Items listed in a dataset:
####################
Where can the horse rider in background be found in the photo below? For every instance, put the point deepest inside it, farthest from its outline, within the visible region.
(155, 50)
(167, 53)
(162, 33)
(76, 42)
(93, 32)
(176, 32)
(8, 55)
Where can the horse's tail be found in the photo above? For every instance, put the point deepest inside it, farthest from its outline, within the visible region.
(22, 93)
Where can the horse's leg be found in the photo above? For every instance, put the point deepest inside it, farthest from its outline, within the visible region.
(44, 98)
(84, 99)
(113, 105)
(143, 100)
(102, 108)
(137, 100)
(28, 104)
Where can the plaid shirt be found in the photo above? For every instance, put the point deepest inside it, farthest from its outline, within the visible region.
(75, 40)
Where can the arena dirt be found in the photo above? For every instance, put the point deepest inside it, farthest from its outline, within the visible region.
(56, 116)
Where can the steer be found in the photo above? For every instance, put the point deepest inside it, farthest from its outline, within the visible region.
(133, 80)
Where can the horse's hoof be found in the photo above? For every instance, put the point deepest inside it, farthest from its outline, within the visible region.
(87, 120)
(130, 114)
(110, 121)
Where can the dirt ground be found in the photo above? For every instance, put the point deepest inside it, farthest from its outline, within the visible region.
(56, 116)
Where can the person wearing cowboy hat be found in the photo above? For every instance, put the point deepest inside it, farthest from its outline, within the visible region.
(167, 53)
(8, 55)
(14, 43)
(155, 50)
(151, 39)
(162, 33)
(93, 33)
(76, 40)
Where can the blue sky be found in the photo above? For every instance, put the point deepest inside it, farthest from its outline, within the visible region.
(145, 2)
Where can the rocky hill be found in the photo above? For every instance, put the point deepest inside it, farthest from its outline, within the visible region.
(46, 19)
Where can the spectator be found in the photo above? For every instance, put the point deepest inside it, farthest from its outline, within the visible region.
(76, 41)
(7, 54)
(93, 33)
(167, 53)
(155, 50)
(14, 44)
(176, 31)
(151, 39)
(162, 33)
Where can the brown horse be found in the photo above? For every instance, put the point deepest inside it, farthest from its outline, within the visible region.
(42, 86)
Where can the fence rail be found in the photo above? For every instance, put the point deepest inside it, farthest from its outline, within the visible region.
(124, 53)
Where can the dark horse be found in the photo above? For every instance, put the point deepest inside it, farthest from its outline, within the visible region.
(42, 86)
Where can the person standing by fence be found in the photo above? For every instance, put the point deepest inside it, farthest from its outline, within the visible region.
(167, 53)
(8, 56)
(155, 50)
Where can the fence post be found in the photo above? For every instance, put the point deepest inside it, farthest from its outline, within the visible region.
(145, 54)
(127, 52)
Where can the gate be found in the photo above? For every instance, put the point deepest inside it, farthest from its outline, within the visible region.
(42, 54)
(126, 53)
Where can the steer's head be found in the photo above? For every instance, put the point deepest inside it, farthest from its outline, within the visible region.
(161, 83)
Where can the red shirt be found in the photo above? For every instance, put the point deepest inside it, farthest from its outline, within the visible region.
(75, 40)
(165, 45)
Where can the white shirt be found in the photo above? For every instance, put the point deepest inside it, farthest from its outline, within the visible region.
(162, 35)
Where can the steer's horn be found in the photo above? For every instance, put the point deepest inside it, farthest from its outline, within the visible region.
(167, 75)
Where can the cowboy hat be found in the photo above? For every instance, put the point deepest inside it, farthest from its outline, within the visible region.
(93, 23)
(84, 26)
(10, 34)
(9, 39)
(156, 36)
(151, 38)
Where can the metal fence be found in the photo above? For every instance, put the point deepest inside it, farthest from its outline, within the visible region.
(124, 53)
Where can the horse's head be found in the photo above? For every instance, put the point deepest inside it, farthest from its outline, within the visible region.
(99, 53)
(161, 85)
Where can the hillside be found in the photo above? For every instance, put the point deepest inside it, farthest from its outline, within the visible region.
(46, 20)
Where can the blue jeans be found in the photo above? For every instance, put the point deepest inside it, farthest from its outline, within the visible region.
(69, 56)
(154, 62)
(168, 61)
####################
- _Task goal_
Repeat all the lines above verbatim.

- _Solution to the exercise_
Where can the horse rider in background be found in the photo below? For every instance, put the point deepest inside it, farthest from its outline, within the visible region.
(155, 50)
(167, 53)
(162, 33)
(76, 42)
(93, 32)
(176, 32)
(8, 55)
Where can the horse's tail be found in the photo above? For every instance, put the point deepest inside it, farthest from its outline, within the visible region.
(22, 93)
Where can the horse's leg be found in the photo above? For every instance, put the point deepest inside it, farthest from its outline, within the visible region.
(44, 98)
(84, 99)
(113, 105)
(143, 100)
(102, 108)
(137, 100)
(28, 104)
Where can the plaid shirt be found in the photo above? For every instance, put the point deepest inside it, farthest from its outline, within the visible region.
(75, 40)
Where can the arena dirt be found in the photo above? For every instance, put the point deepest inside it, farthest from its outline, within the visible region.
(56, 116)
Where can the steer be found in the photo above? For every instance, put the point deepest inside it, farthest from its outline, within the visible region.
(133, 80)
Where can the horse's hoof be found in the photo above? For every instance, put the point deepest inside it, farthest from its outline, within the visible region.
(87, 120)
(130, 114)
(110, 121)
Where can the dirt ground be found in the photo above? For every instance, put the point deepest inside it, farthest from its outline, within the visible region.
(56, 116)
Where can the person wearing cowboy hat be found in the photo above? For every instance, put the point deepest inside it, farthest from its outline, within the visible region.
(167, 53)
(8, 55)
(14, 43)
(155, 50)
(151, 39)
(162, 33)
(93, 33)
(76, 40)
Where can the blue sky be found in the photo above? For every instance, put the point deepest inside it, farthest from its outline, within the visible region.
(145, 2)
Where can the rocky hill be found in the photo above? For every instance, put the point deepest inside it, farthest from its outline, within the visible region.
(46, 19)
Where can the spectator be found in the photo above? For every instance, put the point deepest inside it, farthest from its outline, within the visible region.
(76, 41)
(7, 54)
(93, 33)
(167, 53)
(155, 50)
(14, 44)
(176, 31)
(151, 39)
(162, 33)
Where can the brown horse be found in the photo above? For every instance, put the point deepest inside it, farthest from its outline, within the visible region.
(42, 86)
Where can the fence rail be found in the photo above? For every instance, put the point deepest inside it, farthest from its outline, within the visible region.
(124, 53)
Where can the dark horse be found in the photo above? For every instance, put the point deepest inside it, farthest from its outline, within the visible region.
(42, 86)
Where can the person standing by fence be found in the photo above? For every instance, put the point deepest inside it, farthest from its outline, within the visible region.
(167, 53)
(8, 56)
(155, 50)
Where can the fence post be found in the photo above? For every instance, put the point deepest inside it, farthest from its outline, within the visible region.
(145, 54)
(127, 52)
Where can the gate be found in the photo above? For every instance, put the point deepest inside it, farthest from its outline, within the visible region.
(42, 54)
(126, 53)
Where can the steer's head be found in the photo above? For every instance, put the point deepest inside it, farthest from its outline, within the visible region.
(161, 83)
Where can the red shirt be found in the photo above? For every instance, put the point deepest inside it, farthest from its outline, within the visible region.
(75, 40)
(165, 45)
Where can the white shirt be found in the photo above? For every instance, put the point deepest inside it, farthest from its outline, within the visible region.
(162, 35)
Where can the steer's horn be found in the photo above? For every instance, put the point deepest inside it, farthest from its outline, within the visible region.
(167, 75)
Where can the cowboy hat be found in the photo above? For every instance, put the point deepest inside it, farthest from its outline, within the visible region.
(93, 23)
(84, 26)
(10, 34)
(9, 39)
(156, 36)
(151, 38)
Where can the metal fence be found in the photo above? For every instance, put the point deepest inside it, farthest from its outline, within the visible region.
(124, 53)
Where can the horse's head be found in the photo above? For every instance, put the point deepest inside it, farthest from its outline, within the visible region.
(99, 53)
(161, 85)
Where can the hillside be found in the photo above? For every instance, put the point deepest inside it, farthest from its outline, within the visible region.
(46, 20)
Where can the blue jeans be found in the photo above? For every instance, put the point deepest inside it, farthest from its outline, within the visible region.
(69, 56)
(154, 62)
(168, 61)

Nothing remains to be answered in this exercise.